──────── Extracto de página

María Alejandra Rendón, autora de la columna Nos (Otras)-Un abrazo para Valencia
María Alejandra Rendón, autora de la columna Nos (Otras)

Tu pareja te ayuda… ¡Qué afortunada!… Entrando el mes de marzo, que en su día 8 conmemora el Día Internacional de la Mujer Trabajadora, pese a los esfuerzos del mercado de despojar la raíz política de esa fecha, es necesario seguir condenando las inequidades presentes en todos los ámbitos de la vida pública y, sobre todo, la privada. Más allá de los avances, la deuda cultural es enorme y, por lo tanto, es justa la tarea de visibilizarla.

Las mujeres, a diferencia de los hombres, están sometidas a cargas extenuantes de trabajo, esa que se ejecuta en todo momento y a tiempo completo y que, casi siempre, recae indefectiblemente es éstas o en colaboración con otras mujeres, solo por el hecho de serlo, no hay otra premisa. La carga laboral propia de quienes están insertas en el mercado formal de trabajo, no las exime de cumplir también con una cantidad de tareas inherentes el cuido, la maternidad y las labores domésticas. Esta última viene siendo la más exigente, pero, al mismo tiempo, la menos visible, la menos valorada, la que nunca tiene remuneración. No solo debe hacerse gratis, sino de manera obligatoria y bien.

 

El capitalismo ha hecho usufructo de la fuerza laboral y doméstica de las mujeres como ningún otro orden económico. Actualmente la media salarial por igual trabajo e igual calidad de desempeño, las mantiene con 15% menos de ganancia respecto a la remuneración masculina y en desventaja frente a muchas clausulas de contratación, están en menor probabilidad de ser ascendidas, se les otorgan tareas “propias de su sexo” (división sexual del trabajo), son muchísimos más los casos de maltrato y violencia laboral hacia éstas, así como están constantemente sometidas a mayores niveles de exigencia. A esto se les suma la constante subordinación a jefes masculinos, la subestimación propia de quien se considera “no está preparada para dirigir” o la invisibilización de su esfuerzo.  De manera que siempre su desenvolvimiento será más vigilado en el campo laboral, porque en la casa son las dueñas y señoras, nadie pone en duda que lo harán bien porque “nacieron para eso” y además, porque mas nadie disputa un espacio en el que no hay pago, ni reconocimiento alguno, es su deber y ya.

 

Manuales de esposas ideales, literatura, medios, novelas, cine, y toda la industria cultural ha hecho presente y “correcta” la idea de que, las tareas del hogar las atienden las mujeres o “son cosas de mujeres” y no existe otras explicaciones, sino las mas sexistas: “así ha sido siempre”, “a ellas se les da mejor” o “son las duchas en la materia” o por “naturaleza están destinadas a cuidar, atender y satisfacer esas necesidades”. Algunas veces se les incentiva con admiración o por tras loar “su labor”, quizá para convencerles de que allí y solo en ese ámbito, son buenas, son las mejores, inigualables e insuperables.

────────────────

**Solicitud 1:** Según el extracto, ¿qué porcentaje menos de ganancia tienen las mujeres respecto a la remuneración masculina por igual trabajo e igual calidad de desempeño?
**Solicitud 2:** Convierte en una lista numerada las líneas de los registros que van desde la línea que contiene "Where can the black" hasta el final de los registros, ambas incluidas. Omite las líneas en blanco.
Los registros no tienen ninguna relación con el extracto.

──────── Información proporcionada

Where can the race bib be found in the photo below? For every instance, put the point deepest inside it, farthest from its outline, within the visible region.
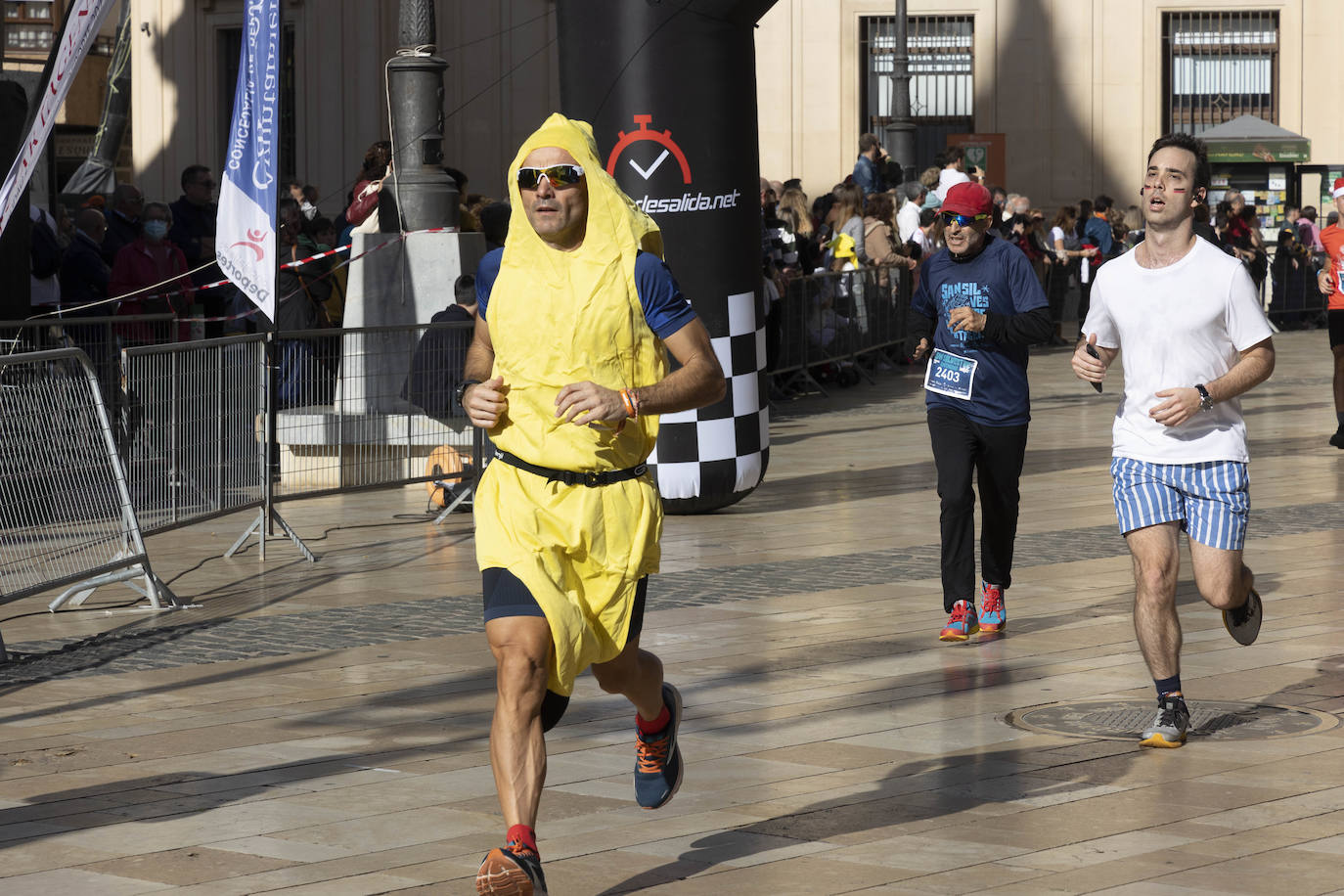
(951, 374)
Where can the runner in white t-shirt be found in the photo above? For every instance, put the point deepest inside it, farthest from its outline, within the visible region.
(1193, 338)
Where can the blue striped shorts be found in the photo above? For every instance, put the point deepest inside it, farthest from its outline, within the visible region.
(1211, 500)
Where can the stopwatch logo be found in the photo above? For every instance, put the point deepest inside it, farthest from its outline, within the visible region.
(646, 133)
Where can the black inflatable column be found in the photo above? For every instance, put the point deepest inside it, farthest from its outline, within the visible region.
(669, 89)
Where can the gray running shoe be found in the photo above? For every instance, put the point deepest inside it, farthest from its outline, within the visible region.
(1168, 729)
(1243, 622)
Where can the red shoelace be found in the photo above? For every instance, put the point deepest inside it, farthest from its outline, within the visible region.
(992, 601)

────────────────

**Respuesta completa 1:** Las mujeres tienen un 15% menos de ganancia que los hombres.

**Respuesta completa 2:**
1. Where can the black inflatable column be found in the photo above? For every instance, put the point deepest inside it, farthest from its outline, within the visible region.
2. (669, 89)
3. Where can the gray running shoe be found in the photo above? For every instance, put the point deepest inside it, farthest from its outline, within the visible region.
4. (1168, 729)
5. (1243, 622)
6. Where can the red shoelace be found in the photo above? For every instance, put the point deepest inside it, farthest from its outline, within the visible region.
7. (992, 601)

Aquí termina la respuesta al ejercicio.